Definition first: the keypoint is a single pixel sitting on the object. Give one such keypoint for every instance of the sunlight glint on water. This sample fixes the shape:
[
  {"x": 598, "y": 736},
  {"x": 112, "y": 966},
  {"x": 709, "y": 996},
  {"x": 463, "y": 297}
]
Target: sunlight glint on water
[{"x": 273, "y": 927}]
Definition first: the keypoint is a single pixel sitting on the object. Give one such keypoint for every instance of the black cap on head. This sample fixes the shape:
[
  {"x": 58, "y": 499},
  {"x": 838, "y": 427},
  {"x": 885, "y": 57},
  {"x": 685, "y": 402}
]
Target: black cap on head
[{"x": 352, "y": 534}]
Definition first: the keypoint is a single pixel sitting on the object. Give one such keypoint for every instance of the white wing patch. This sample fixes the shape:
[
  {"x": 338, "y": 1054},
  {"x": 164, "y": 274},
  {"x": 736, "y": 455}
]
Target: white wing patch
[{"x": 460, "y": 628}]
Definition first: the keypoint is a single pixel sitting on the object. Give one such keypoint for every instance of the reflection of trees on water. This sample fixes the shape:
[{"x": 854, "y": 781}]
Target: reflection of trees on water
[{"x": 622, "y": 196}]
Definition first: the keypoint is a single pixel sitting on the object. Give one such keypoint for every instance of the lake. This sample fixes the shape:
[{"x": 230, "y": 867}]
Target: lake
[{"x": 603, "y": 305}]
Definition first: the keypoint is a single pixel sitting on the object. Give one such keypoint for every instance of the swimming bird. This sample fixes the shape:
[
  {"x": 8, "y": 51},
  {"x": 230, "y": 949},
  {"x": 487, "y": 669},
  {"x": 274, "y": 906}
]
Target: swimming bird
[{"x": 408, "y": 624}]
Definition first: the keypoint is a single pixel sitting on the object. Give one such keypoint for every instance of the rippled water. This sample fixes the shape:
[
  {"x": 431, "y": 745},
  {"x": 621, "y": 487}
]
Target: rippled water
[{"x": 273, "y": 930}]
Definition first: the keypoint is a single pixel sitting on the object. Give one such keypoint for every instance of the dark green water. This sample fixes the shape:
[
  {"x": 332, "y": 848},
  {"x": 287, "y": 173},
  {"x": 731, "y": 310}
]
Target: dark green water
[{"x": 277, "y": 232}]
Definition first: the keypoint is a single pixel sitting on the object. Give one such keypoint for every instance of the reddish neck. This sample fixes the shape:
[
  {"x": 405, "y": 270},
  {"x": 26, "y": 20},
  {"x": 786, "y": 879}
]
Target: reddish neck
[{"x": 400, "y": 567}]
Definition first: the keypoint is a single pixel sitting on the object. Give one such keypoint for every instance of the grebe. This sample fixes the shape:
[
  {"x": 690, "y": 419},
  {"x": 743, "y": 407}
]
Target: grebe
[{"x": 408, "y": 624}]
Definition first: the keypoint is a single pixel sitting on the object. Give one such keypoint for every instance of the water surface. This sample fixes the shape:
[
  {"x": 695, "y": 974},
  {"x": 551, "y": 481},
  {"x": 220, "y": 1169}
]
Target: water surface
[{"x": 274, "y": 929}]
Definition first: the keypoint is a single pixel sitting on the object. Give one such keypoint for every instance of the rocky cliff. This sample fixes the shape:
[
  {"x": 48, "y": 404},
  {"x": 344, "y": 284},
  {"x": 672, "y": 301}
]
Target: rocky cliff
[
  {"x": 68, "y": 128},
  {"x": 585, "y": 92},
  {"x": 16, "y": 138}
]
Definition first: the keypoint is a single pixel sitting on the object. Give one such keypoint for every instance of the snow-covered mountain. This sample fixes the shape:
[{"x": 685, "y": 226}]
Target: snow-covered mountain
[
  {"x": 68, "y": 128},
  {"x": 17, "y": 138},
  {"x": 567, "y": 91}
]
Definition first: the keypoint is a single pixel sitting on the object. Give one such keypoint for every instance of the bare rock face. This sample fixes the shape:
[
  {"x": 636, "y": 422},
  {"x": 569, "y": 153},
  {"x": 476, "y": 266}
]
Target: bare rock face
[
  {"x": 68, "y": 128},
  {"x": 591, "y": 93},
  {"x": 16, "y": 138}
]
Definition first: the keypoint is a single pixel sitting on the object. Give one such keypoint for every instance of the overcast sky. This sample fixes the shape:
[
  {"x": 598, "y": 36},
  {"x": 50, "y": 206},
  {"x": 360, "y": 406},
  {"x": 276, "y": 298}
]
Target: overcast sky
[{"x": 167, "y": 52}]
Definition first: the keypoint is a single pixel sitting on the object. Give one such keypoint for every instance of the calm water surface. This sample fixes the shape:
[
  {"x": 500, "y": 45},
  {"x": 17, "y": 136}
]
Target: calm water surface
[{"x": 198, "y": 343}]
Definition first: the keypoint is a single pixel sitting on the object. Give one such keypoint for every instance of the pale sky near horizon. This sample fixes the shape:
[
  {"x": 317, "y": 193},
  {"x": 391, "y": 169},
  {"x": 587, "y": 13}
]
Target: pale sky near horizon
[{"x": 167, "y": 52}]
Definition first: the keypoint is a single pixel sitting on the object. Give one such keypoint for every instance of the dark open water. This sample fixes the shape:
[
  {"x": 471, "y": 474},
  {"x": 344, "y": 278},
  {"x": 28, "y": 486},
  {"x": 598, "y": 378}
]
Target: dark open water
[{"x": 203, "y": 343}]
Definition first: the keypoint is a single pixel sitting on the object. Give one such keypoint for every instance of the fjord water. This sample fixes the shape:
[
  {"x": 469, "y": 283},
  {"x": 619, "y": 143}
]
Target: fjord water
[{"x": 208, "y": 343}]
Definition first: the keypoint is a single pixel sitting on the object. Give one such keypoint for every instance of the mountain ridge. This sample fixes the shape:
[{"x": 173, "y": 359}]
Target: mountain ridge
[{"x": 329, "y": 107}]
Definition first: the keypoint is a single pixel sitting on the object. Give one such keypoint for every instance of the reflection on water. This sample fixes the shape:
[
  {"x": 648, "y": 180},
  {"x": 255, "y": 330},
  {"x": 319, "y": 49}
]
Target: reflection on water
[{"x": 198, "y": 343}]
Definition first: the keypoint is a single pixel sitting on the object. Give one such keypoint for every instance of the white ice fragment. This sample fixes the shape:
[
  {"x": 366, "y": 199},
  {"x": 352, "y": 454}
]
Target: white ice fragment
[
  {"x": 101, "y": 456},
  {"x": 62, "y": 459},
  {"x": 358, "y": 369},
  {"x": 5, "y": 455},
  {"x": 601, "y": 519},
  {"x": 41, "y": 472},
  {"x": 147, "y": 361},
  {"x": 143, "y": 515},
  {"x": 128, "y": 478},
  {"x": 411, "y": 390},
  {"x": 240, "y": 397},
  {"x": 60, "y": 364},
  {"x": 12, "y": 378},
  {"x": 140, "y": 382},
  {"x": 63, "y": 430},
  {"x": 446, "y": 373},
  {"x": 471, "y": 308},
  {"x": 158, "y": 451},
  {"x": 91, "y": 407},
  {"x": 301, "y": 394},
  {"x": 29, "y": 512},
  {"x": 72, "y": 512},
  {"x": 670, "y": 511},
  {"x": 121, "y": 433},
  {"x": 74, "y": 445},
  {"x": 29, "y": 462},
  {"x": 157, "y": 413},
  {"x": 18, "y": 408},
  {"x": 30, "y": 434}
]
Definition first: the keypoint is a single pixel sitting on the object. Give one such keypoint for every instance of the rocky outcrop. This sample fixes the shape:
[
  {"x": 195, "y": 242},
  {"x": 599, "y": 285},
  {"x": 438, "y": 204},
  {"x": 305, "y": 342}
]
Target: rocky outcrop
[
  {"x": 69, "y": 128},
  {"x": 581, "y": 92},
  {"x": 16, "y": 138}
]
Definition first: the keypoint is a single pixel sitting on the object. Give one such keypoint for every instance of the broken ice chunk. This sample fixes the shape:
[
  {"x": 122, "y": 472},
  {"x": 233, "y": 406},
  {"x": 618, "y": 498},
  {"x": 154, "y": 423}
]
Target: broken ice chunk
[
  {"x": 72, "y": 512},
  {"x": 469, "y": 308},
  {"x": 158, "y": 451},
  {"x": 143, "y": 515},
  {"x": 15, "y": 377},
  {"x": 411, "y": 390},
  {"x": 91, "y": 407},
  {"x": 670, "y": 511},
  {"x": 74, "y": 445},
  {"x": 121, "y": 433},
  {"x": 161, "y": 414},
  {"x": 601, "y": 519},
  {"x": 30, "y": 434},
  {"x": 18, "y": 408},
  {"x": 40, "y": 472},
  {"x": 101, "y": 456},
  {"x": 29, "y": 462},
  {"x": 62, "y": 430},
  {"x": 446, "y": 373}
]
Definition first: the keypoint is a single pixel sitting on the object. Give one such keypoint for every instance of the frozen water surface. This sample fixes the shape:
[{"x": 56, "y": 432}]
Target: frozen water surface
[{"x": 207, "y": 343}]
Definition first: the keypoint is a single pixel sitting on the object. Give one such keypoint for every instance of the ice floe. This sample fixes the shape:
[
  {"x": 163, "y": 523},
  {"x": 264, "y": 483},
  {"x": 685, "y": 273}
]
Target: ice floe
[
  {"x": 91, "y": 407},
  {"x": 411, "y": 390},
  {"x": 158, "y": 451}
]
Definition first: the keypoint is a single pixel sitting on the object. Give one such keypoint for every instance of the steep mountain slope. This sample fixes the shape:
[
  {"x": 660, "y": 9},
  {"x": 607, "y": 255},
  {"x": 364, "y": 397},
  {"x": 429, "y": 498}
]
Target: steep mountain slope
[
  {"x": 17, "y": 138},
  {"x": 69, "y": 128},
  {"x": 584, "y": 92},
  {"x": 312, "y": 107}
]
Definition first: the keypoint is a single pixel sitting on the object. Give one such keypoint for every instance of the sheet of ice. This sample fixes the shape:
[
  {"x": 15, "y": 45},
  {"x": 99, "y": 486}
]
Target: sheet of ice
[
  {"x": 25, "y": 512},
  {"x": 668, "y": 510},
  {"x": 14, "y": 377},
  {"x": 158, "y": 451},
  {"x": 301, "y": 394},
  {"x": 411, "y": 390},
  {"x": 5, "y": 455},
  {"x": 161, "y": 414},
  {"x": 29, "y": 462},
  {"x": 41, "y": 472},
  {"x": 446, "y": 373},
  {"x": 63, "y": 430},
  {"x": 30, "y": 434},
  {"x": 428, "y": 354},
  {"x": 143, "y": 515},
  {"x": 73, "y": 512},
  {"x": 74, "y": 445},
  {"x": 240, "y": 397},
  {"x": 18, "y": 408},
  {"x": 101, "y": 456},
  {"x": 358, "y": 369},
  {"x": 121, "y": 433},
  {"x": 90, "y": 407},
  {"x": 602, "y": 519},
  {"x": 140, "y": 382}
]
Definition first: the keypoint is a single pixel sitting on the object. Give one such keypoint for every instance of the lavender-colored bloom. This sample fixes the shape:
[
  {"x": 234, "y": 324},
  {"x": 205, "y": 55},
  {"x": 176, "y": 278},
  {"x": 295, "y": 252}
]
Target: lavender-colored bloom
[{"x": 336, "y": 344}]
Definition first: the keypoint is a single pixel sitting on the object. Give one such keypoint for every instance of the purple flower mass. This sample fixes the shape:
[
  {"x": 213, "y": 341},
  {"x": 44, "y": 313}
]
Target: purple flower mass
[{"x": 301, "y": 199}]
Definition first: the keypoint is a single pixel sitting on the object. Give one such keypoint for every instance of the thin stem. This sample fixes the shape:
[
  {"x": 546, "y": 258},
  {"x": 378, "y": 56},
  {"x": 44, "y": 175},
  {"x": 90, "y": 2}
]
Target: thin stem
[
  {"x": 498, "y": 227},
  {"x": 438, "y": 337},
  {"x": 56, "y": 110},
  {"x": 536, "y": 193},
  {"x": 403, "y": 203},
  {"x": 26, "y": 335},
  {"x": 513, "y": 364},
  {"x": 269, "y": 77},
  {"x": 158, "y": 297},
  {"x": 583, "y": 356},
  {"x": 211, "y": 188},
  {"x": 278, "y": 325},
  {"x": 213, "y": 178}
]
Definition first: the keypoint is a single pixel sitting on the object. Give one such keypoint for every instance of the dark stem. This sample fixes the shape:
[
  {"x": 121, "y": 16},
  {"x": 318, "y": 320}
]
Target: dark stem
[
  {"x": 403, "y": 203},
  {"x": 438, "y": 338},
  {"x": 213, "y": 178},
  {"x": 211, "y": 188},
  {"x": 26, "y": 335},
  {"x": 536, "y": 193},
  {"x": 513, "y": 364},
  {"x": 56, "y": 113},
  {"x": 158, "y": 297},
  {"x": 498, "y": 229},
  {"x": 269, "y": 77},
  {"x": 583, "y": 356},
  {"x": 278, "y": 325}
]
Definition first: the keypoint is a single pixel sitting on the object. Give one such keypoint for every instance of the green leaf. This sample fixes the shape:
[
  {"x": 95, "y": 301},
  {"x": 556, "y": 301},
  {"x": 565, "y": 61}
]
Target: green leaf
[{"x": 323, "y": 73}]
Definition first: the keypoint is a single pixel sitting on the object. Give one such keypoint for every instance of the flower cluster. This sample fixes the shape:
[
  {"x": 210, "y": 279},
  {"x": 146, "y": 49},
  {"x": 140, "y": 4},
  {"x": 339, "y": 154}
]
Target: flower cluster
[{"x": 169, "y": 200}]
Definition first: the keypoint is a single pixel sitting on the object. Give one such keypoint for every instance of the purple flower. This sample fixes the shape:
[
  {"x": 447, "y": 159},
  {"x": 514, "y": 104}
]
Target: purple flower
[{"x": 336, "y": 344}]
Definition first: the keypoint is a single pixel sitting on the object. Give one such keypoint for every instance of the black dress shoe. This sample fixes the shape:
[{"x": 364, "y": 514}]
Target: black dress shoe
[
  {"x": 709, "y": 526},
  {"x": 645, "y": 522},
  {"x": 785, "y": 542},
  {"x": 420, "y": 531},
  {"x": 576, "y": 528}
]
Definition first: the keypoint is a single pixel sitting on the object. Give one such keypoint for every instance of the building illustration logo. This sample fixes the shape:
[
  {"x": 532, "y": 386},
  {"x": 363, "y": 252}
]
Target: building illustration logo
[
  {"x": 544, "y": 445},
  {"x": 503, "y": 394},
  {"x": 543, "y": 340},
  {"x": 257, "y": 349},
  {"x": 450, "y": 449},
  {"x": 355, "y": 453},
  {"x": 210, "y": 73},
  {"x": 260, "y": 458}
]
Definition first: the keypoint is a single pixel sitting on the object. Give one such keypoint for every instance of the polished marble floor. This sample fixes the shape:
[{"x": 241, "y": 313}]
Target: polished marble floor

● ● ● ●

Objective:
Repeat exactly, and only, the lines from the line with "of the building" through the end of the listing above, both ends included.

Complete answer:
Definition first: the keypoint is a single pixel sitting on the object. Give one such keypoint for every instance of the building illustration logo. This sample fixes the shape:
[
  {"x": 532, "y": 386},
  {"x": 363, "y": 252}
]
Target: building illustration logo
[
  {"x": 544, "y": 445},
  {"x": 503, "y": 394},
  {"x": 543, "y": 340},
  {"x": 257, "y": 349},
  {"x": 450, "y": 449},
  {"x": 355, "y": 453},
  {"x": 210, "y": 73},
  {"x": 260, "y": 458}
]
Definition first: the keypoint is a single pixel sitting on the object. Give one such keypoint for every instance of the polished marble floor. This sample fixes the shape:
[{"x": 241, "y": 313}]
Target: polished marble floor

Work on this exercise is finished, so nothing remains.